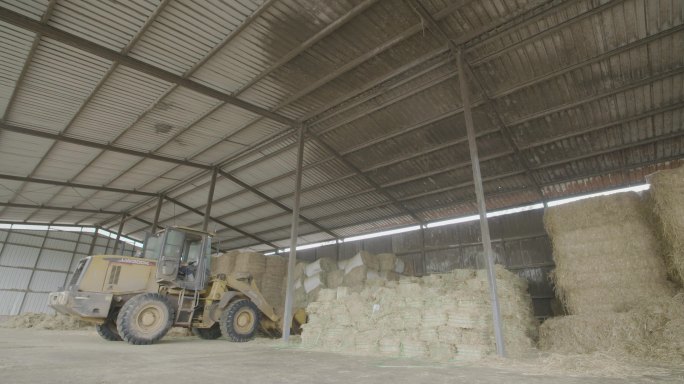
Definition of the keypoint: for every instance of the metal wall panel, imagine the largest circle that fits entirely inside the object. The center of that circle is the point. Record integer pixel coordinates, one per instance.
(14, 278)
(19, 256)
(44, 281)
(10, 301)
(55, 260)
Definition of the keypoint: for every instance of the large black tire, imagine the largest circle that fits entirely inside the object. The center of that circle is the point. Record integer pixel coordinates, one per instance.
(211, 333)
(107, 330)
(240, 321)
(145, 319)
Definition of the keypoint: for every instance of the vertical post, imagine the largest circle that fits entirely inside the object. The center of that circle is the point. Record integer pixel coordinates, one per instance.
(481, 207)
(73, 256)
(33, 271)
(157, 212)
(118, 234)
(422, 252)
(92, 243)
(210, 199)
(287, 317)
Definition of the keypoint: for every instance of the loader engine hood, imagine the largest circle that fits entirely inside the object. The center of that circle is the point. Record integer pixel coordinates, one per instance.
(100, 280)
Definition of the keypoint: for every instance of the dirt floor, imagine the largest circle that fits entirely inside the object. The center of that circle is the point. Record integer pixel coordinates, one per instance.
(38, 356)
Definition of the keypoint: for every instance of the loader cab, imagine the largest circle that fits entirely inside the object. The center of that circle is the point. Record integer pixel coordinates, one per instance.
(183, 257)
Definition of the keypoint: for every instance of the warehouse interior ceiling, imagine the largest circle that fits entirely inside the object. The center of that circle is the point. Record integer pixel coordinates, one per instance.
(107, 105)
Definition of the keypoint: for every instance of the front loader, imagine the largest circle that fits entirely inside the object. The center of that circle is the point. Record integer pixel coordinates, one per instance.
(140, 299)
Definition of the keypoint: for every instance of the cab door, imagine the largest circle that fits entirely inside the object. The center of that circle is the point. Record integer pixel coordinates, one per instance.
(169, 262)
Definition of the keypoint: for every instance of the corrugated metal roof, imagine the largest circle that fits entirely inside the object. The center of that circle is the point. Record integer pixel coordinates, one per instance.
(591, 92)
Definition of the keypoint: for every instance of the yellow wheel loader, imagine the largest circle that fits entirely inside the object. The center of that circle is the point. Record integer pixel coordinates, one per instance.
(139, 299)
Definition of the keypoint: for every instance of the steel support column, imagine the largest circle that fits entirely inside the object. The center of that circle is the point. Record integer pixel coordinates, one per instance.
(33, 271)
(481, 206)
(157, 212)
(73, 256)
(287, 320)
(210, 199)
(118, 234)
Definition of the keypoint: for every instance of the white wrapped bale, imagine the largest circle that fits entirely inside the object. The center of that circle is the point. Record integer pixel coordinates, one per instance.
(412, 319)
(324, 264)
(335, 278)
(313, 282)
(386, 261)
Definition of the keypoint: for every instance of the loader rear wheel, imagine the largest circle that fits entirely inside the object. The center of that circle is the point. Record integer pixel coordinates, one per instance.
(240, 320)
(211, 333)
(145, 319)
(107, 330)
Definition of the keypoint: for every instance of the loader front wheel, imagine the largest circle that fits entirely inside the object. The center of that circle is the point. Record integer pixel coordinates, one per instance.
(240, 321)
(211, 333)
(145, 319)
(107, 330)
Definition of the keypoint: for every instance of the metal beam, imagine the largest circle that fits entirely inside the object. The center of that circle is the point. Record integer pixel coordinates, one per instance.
(294, 235)
(118, 234)
(33, 271)
(371, 182)
(27, 23)
(92, 144)
(29, 179)
(187, 74)
(481, 206)
(505, 132)
(273, 201)
(73, 209)
(157, 211)
(210, 199)
(555, 182)
(340, 71)
(223, 223)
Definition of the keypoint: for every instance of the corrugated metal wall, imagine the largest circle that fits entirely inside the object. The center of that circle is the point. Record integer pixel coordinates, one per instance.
(36, 262)
(519, 242)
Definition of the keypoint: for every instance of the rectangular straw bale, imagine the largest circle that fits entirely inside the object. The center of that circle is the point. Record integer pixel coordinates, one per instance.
(223, 263)
(650, 330)
(606, 254)
(667, 197)
(250, 262)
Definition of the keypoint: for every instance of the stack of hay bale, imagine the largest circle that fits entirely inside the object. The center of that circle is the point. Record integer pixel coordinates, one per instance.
(440, 317)
(612, 280)
(270, 285)
(270, 274)
(364, 268)
(667, 195)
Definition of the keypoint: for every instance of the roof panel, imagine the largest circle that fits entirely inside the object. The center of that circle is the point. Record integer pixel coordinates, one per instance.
(58, 81)
(110, 24)
(15, 46)
(185, 32)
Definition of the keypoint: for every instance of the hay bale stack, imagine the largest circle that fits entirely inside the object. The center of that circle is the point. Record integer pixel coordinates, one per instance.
(607, 257)
(223, 263)
(271, 285)
(667, 196)
(440, 317)
(252, 263)
(651, 330)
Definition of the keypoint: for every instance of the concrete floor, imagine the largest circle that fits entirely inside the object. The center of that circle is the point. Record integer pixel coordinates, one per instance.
(32, 356)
################
TASK TO CARRY OUT. Can you retype all of the material above word for word, leaving the pictures out?

FULL RESPONSE.
Definition of the keypoint: for every instance of the metal wall panel, imagine the largest circle that fits entirely inside the object. The center of that circle is the point. Record integer pixel coordinates, one per instance.
(14, 278)
(19, 256)
(44, 281)
(10, 301)
(55, 260)
Definition of the keypoint: for every instance of the large black tire, imagine the largest circle that fits entirely inside the object. The center of that circle is the point. Record integer pixel coordinates, one per instance.
(211, 333)
(107, 330)
(240, 321)
(145, 319)
Definition of the keypoint: for every instance of the vertical post, imagine the largest circle that fits entirely inside the object. The center of that circle is the point. Record integer pixel coordinates, one per instance.
(481, 207)
(73, 256)
(33, 271)
(157, 212)
(118, 234)
(422, 252)
(92, 243)
(210, 199)
(287, 317)
Definition of the keypoint: for every instance of the loader engine hood, imagine the largest circle that fits entirely inside the object. The center of that circle is the point. Record integer pixel coordinates, one per instance.
(100, 280)
Definition of the keypoint: for every instance of the dirt floor, imagine the largest circle that fits entirely inside the object. The center of that circle is the point. Record integer pixel coordinates, one per instance.
(38, 356)
Definition of the keypoint: for every instance of the loader cab, imagine the largest circle that fits entirely inside the object. The center of that circle is the point. Record integer pixel coordinates, one per instance.
(183, 257)
Definition of the keypoint: for every instance of the warehouse interior ceiling, imagine the largest circle that fits entirely inside the object. The center of that circle is the point. Record integer pixel coordinates, one per instance.
(107, 105)
Definition of the keypoint: for every instance of the front loader, imagine the largest circle that fits entirely inside the object. The center of that circle is the point. Record integer pixel coordinates, one per instance.
(140, 299)
Definition of the keypoint: for every instance of the cab door, imagine the largest circle that fits entirely inside the object. The center of that circle is the point. Record integer pixel coordinates, one per instance.
(169, 262)
Definition of the keypoint: for every instance of the corrugated metal roof, imagine the largest circle that fits entirely inside the object. The center of that circle is the point. Record integer pixel coordinates, one per instance.
(591, 92)
Definition of the keypoint: for every instance of the yellow wheel loader, imagine the largest circle that fits entirely inside the object. The center of that circle is the point. Record integer pixel coordinates, one per instance.
(139, 299)
Definition of the keypoint: for every instance of the steel support column, imagine the largest circle that fits entirely inside the object. The center of that circle is the point. Record integer pixel coordinates, one per instance.
(33, 271)
(481, 206)
(157, 212)
(73, 256)
(287, 320)
(210, 199)
(118, 234)
Definition of the keypoint: for every instance of the white wrapped bale, imagine the largest circle that fits entirely inside the object. The center of that circle is the point. Record integer pixel coordinates, one per instance.
(412, 319)
(324, 264)
(335, 278)
(313, 282)
(386, 261)
Definition of the keypoint: for every instance of the loader rear wheel, imagine the largest circle that fits entirely inside the object. The center of that circle is the point. Record integer pixel coordinates, one per instance.
(240, 320)
(211, 333)
(145, 319)
(107, 330)
Definition of the keypoint: for every instance of the loader front wheel, imagine the largest circle that fits entirely inside the object. The center of that circle is the point. Record integer pixel coordinates, one per instance.
(240, 321)
(211, 333)
(145, 319)
(107, 330)
Definition of the keypoint: for every instance of the metal beam, imagine the largest circle that fits entirely inside the object. The center of that circle is the point. Record integer pixel coordinates, one per instance.
(294, 235)
(118, 234)
(33, 271)
(371, 182)
(27, 23)
(92, 144)
(29, 179)
(187, 74)
(481, 206)
(505, 132)
(273, 201)
(73, 209)
(157, 211)
(210, 199)
(555, 182)
(340, 71)
(223, 223)
Definition of the keypoint: for every instance of the corrugated metal wall, imagine the largest circle that fits entirely inside the object. The center of that circle is the point. Record integer pixel coordinates, one per instance.
(36, 262)
(519, 242)
Definition of the keypoint: for every instance of the rectangular straw bale, imagine the largest circle that fits entirely inside the object. The center of that circle is the point. Record integer pixel coordinates, one per instance.
(223, 263)
(650, 330)
(606, 254)
(667, 197)
(250, 262)
Definition of the keypoint: for every instance of the stack of hay bale, imagine the largest circle that fits entirely inside the object. The center of that circle is the point. Record integer pixel coordinates, one per instance.
(440, 317)
(612, 280)
(270, 285)
(270, 274)
(364, 268)
(667, 195)
Definition of the keypoint: for every instance of the roof panel, imagine the largest circle that fits entirely inside the object. The center of that circle is the point. Record integer pixel coordinates, one per instance.
(58, 81)
(110, 24)
(15, 46)
(185, 32)
Definition of the keypoint: for every instance of the hay bale stack, imagine the largest circle that fits entirely inside the object. The center of that circle is the point. Record integer pixel coordinates, one per instance.
(607, 257)
(223, 263)
(271, 285)
(667, 196)
(440, 317)
(252, 263)
(651, 330)
Definition of the keypoint: for every instance of the concrete floor, imagine the largest circle that fits entirely inside the object. The center of that circle is the point. Record integer pixel coordinates, one per instance.
(32, 356)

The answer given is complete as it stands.